───── PROVIDED RECORDS ─────
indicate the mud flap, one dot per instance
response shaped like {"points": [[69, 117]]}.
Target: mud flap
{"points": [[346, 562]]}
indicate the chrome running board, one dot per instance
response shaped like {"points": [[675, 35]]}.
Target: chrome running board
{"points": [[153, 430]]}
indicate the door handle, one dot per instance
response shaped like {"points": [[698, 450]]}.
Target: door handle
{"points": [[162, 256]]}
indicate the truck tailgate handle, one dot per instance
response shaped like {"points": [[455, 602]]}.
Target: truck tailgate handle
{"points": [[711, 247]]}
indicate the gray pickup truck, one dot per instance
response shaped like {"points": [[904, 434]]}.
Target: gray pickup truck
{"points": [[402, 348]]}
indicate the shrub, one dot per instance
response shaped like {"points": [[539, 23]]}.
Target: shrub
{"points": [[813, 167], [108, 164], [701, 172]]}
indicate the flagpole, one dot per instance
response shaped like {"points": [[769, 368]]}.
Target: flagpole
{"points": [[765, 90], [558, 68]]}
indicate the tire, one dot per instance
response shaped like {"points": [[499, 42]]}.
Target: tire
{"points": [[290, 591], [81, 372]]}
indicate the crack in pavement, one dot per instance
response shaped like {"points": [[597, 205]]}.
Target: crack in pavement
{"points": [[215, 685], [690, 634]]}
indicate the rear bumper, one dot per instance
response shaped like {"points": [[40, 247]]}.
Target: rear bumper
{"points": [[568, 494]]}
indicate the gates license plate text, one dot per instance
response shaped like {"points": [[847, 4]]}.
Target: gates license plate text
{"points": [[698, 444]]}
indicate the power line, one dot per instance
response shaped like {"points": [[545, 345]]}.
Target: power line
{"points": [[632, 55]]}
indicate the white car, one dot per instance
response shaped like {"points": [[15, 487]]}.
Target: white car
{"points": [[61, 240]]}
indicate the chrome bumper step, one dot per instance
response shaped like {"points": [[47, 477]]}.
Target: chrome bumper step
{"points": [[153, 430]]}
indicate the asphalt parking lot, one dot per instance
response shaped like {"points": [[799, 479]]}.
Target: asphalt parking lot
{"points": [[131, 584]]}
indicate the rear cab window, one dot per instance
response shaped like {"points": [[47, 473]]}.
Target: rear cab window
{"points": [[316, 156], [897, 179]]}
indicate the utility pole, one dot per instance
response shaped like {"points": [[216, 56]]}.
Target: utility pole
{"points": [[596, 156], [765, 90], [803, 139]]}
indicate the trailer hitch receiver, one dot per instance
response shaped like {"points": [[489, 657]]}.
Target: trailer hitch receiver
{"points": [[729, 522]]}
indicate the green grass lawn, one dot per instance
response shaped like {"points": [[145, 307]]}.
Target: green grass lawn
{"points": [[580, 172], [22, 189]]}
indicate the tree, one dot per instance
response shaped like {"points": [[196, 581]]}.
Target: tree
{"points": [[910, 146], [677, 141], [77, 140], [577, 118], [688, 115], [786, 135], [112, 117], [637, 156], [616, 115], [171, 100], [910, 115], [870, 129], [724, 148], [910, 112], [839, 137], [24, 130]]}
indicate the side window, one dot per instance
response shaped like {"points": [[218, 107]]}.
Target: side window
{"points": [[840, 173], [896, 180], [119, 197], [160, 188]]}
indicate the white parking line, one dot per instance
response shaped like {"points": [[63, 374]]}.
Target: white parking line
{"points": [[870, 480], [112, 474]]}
─────
### PROMPT
Lay out the records above as a two-column CSV with the header record_text,answer and one row per record. Put each record's text and its answer in their own double-quoted fields, with line breaks replaced by spaces.

### OUTPUT
record_text,answer
"indicate the mud flap, one dot per instance response shaped like {""points"": [[69, 117]]}. Target: mud flap","{""points"": [[346, 562]]}"
"indicate the chrome running board, one dot per instance response shaped like {""points"": [[675, 35]]}. Target: chrome running board","{""points"": [[153, 430]]}"
"indicate the door handle, one dot per instance response shaped like {""points"": [[698, 450]]}. Target: door handle","{""points"": [[162, 256]]}"
"indicate the truck tailgate handle, one dot per instance response shaped like {""points"": [[455, 602]]}. Target: truck tailgate handle","{""points"": [[711, 247]]}"
"indicate the gray pickup truck, one dot per instance response shaped like {""points"": [[904, 434]]}. Target: gray pickup truck","{""points"": [[402, 348]]}"
"indicate the shrub, one dot per instance response shaped like {""points"": [[539, 23]]}. Target: shrub","{""points"": [[813, 167], [108, 164], [701, 172]]}"
"indicate the flagpole, one dot per instance response shaped like {""points"": [[769, 368]]}. Target: flagpole","{""points"": [[765, 90], [558, 68]]}"
"indicate the tire, one dot per instance response shaped like {""points"": [[499, 42]]}. Target: tire","{""points"": [[290, 591], [81, 372]]}"
"indicate the crack in pavement, one dot per instance response shaped like {""points"": [[597, 205]]}. Target: crack in pavement","{""points"": [[215, 685], [690, 634]]}"
"indicate the rear bumper, one dot per instance response shaped like {""points"": [[40, 247]]}. Target: rear bumper","{""points"": [[568, 494]]}"
"indicate the gates license plate text, one dot per instance response shaped like {""points"": [[847, 4]]}. Target: gates license plate text","{""points"": [[698, 444]]}"
"indicate the power line, one dot per instance response shaped like {""points"": [[545, 345]]}. Target: power line","{""points"": [[632, 55]]}"
"indicate the white car, one dot per instance response shaped like {""points"": [[15, 487]]}. Target: white car","{""points"": [[61, 240]]}"
"indicate the chrome bumper step, one dot per instance response shaped like {""points"": [[47, 477]]}. Target: chrome bumper step","{""points"": [[153, 430]]}"
"indicate the asphalt parking lot, one dot per instance response shaped like {""points"": [[799, 479]]}. Target: asphalt parking lot","{""points"": [[131, 584]]}"
"indicate the rear cab window, one dot per instance response shaped like {""points"": [[47, 473]]}. Target: rear cab window","{""points"": [[316, 156], [897, 179]]}"
"indicate the utility pole, one dot per instance response shaped like {""points"": [[216, 56]]}. Target: utility pole","{""points"": [[596, 156], [765, 90], [803, 139]]}"
"indicate the trailer hitch receiver, one dot per instance response shaped like {""points"": [[489, 657]]}. Target: trailer hitch receiver","{""points"": [[729, 522]]}"
"indicate the green grass lawn, one dot per instance response shaped like {""points"": [[145, 307]]}. Target: green grass lawn","{""points"": [[580, 172], [22, 189]]}"
"indicate the tree, one dot per instance response shaped like {""points"": [[196, 581]]}. Target: tree","{""points"": [[910, 146], [677, 141], [77, 140], [577, 118], [688, 115], [786, 135], [112, 117], [637, 156], [616, 115], [171, 100], [910, 115], [870, 129], [724, 148], [910, 112], [839, 137], [24, 130]]}"
"indicate the side window, one dot per instance response shaped like {""points"": [[218, 107]]}. Target: side window","{""points"": [[840, 173], [896, 180], [119, 197], [160, 188]]}"
"indicate the white parking line, one dot per instance response shaped like {""points"": [[63, 374]]}. Target: white parking line","{""points"": [[870, 480], [112, 474]]}"